[Task directions]: Please output every line of the material as it stands, without the pictures.

[Data for the task]:
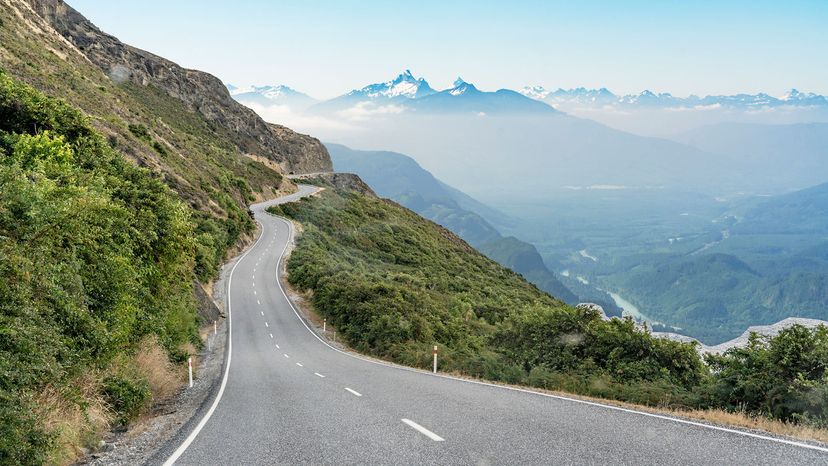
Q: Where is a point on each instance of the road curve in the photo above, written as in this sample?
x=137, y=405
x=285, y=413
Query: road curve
x=289, y=398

[Exercise answer]:
Q: Where is a point on each instance of the road curve in the photo above, written as in this sample?
x=137, y=405
x=285, y=413
Query: road curve
x=289, y=398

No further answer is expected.